_Opdracht 1_
Zet in de lijst hieronder de regels vanaf de regel met "Where can the small dip" tot en met het einde van de lijst, beide grenzen inbegrepen, om in een Markdown-tabel met de kolommen "Nr" en "Regel". Laat lege regels en de afbeeldingen weg.

_Geciteerde passage_
Nog groen van onwetendheid, olijfgroen, blauw van verwondering, phtaloblauw, gewerd mij allengs achter deze woest ogende façade een buitengewoon hartelijk, warmbloedig en betrokken mens, Frans van Amelsfort. Van lieverlede ontwaarde ik bovendien een bijna uitge­storven ras, een uiterst zeldzaam exemplaar van een alom bedreigde diersoort, te weten de kunstschilder die schildert om te schil­deren. Een verloren gewaande genetische drager van ‘Kunst om de Kunst’ en om niets anders. Een welhaast archeologische ontdekking in deze hectische tijd van instrumentele cultuur: een chromaatgele beer in een traagzaam verpurperende wereld.

 

Schilderen als lot, als drang, als noodzaak, als roeping, noemt u maar op, schilderen om te schilderen, schilderen om zich zelve, schilderen om te zijn. Dat is Frans. Niet vanwege de vluchtige waardering van anderen, niet om rede van de schier amechtige status van kunstenaar, niet om de lok van de roem, de roep van de eeuwig­heid of de verleiding van het verdorven slijk der aarde. Geen van dit alles. Frans schildert om te schilderen. En zulks met een weer­barstige energie, vanuit een haast onverwoestbare oerkracht, een bronsgroene oerdrift. Jaar in, jaar uit, dag na nacht, wijntje na wijntje, doek na doek, complete pakhuizen vol: L’Art pour l’Art.

_Opdracht 2_
Beantwoord de volgende vragen over de tekst over Frans van Amelsfort.
(a) Welke kleur heeft de beer in de traagzaam verpurperende wereld?
(b) Als welk soort kunstschilder wordt Frans van Amelsfort beschreven?
(c) Met welke Franse uitdrukking eindigt de tekst?

_Aangeleverde gegevens_
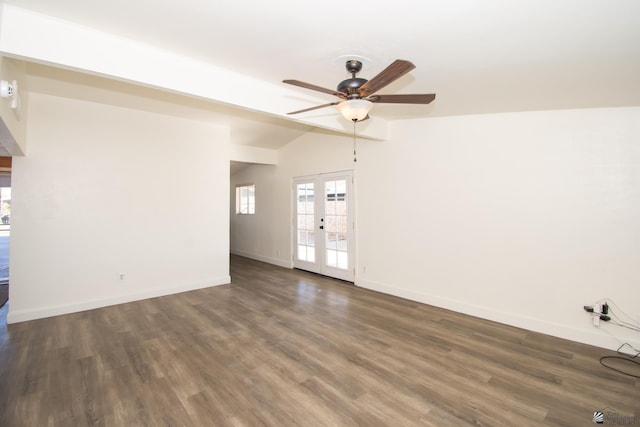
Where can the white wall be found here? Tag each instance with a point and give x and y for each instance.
(13, 122)
(105, 191)
(521, 218)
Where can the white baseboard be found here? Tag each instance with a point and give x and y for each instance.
(14, 316)
(268, 260)
(591, 336)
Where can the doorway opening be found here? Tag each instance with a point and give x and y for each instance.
(324, 235)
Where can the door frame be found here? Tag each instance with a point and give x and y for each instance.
(319, 266)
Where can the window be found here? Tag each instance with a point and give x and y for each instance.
(246, 199)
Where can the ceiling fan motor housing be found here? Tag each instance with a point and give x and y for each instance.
(351, 86)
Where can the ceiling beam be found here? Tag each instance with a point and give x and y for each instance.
(68, 45)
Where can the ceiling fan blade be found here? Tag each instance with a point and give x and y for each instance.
(314, 87)
(403, 99)
(397, 69)
(314, 108)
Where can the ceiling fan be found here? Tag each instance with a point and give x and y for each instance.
(357, 95)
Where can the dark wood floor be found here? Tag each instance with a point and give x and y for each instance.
(280, 347)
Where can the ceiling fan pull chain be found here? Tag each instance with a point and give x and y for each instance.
(354, 141)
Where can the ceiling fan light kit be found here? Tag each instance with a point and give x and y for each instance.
(355, 109)
(358, 94)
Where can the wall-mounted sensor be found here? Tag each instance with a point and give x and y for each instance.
(10, 90)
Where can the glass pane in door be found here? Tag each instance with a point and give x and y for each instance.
(305, 223)
(335, 223)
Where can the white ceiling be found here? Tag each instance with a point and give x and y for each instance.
(479, 57)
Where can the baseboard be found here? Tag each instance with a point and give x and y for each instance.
(592, 336)
(268, 260)
(14, 316)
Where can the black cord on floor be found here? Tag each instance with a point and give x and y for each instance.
(628, 358)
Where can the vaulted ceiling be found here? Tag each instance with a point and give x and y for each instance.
(487, 56)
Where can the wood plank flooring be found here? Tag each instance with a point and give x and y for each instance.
(281, 347)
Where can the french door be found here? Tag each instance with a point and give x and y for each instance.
(324, 225)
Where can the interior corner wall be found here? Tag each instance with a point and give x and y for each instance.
(521, 218)
(14, 121)
(113, 205)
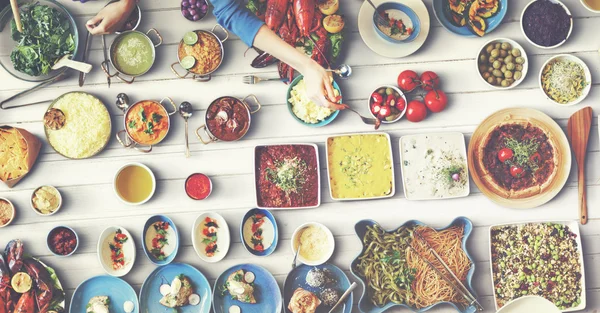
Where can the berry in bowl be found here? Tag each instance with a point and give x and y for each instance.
(404, 24)
(387, 103)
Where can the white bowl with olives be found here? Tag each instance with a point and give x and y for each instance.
(502, 63)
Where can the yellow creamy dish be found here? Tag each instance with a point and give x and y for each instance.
(360, 166)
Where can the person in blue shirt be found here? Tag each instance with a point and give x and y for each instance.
(233, 15)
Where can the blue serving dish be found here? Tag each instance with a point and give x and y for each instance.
(404, 9)
(271, 218)
(297, 279)
(150, 292)
(366, 306)
(324, 122)
(117, 290)
(171, 257)
(441, 11)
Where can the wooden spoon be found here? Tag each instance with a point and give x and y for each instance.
(65, 61)
(578, 130)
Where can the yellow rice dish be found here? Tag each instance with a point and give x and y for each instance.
(86, 128)
(360, 166)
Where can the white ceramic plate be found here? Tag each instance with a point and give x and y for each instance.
(223, 237)
(104, 252)
(414, 163)
(574, 227)
(383, 47)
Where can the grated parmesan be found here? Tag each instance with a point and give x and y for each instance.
(87, 127)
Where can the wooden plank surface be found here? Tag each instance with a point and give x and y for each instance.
(90, 203)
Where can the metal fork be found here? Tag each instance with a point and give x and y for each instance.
(251, 79)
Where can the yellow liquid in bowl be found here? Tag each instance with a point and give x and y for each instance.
(134, 184)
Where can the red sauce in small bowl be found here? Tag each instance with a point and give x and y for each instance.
(198, 186)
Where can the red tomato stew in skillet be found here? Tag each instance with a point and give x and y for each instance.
(287, 176)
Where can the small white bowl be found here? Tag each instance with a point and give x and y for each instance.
(396, 89)
(585, 5)
(104, 252)
(330, 238)
(151, 175)
(59, 201)
(514, 44)
(560, 43)
(586, 70)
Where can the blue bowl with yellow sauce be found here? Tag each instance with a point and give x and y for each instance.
(321, 122)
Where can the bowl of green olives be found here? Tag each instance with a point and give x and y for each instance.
(502, 63)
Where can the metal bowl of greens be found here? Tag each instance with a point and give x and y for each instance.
(30, 55)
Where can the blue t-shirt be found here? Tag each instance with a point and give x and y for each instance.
(235, 17)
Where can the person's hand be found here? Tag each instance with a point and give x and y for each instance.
(319, 86)
(111, 18)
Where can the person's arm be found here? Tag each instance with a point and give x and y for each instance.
(232, 15)
(111, 17)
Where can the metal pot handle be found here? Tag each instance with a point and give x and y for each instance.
(153, 30)
(253, 97)
(172, 103)
(125, 143)
(212, 139)
(223, 29)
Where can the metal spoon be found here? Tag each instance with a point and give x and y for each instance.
(186, 111)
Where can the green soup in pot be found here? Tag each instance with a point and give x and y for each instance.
(133, 53)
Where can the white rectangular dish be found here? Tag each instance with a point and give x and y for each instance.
(528, 278)
(434, 166)
(366, 165)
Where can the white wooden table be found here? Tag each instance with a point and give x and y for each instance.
(91, 205)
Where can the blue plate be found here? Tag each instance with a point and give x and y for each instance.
(115, 288)
(324, 122)
(442, 13)
(366, 306)
(266, 292)
(406, 10)
(149, 222)
(150, 292)
(268, 215)
(297, 279)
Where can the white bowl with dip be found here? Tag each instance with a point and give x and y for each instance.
(315, 238)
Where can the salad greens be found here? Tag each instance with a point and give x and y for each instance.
(46, 37)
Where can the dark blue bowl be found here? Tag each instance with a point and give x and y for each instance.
(406, 10)
(366, 306)
(271, 218)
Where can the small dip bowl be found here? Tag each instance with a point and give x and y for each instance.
(309, 241)
(66, 235)
(42, 192)
(399, 12)
(586, 70)
(547, 47)
(198, 186)
(10, 207)
(397, 107)
(132, 174)
(270, 232)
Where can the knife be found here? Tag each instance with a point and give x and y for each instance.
(85, 52)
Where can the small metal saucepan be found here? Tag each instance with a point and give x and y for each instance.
(227, 119)
(113, 53)
(149, 122)
(197, 75)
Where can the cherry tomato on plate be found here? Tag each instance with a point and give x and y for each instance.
(516, 171)
(430, 80)
(408, 80)
(416, 111)
(505, 154)
(436, 101)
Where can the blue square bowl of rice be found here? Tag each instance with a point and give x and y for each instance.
(306, 111)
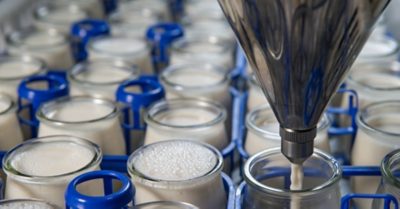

_Volledig antwoord 1_
| Nr | Regel |
|---|---|
| 1 | Where can the small dip bowl be found here? Tag each instance with a point and give x and y for each instance. |
| 2 | (309, 241) |
| 3 | (66, 235) |
| 4 | (42, 192) |
| 5 | (399, 12) |
| 6 | (586, 70) |
| 7 | (547, 47) |
| 8 | (198, 186) |
| 9 | (10, 207) |
| 10 | (397, 107) |
| 11 | (132, 174) |
| 12 | (270, 232) |
| 13 | Where can the knife be found here? Tag each instance with a point and give x and y for each instance. |
| 14 | (85, 52) |
| 15 | Where can the small metal saucepan be found here? Tag each instance with a point and give x and y for each instance. |
| 16 | (227, 119) |
| 17 | (113, 53) |
| 18 | (149, 122) |
| 19 | (197, 75) |
| 20 | Where can the cherry tomato on plate be found here? Tag each instance with a point and give x and y for each instance. |
| 21 | (516, 171) |
| 22 | (430, 80) |
| 23 | (408, 80) |
| 24 | (416, 111) |
| 25 | (505, 154) |
| 26 | (436, 101) |
| 27 | Where can the blue square bowl of rice be found here? Tag each instance with a point and give x and y for each instance. |
| 28 | (306, 111) |

_Volledig antwoord 2_
(a) Chromaatgeel.
(b) Als de kunstschilder die schildert om te schilderen.
(c) L’Art pour l’Art.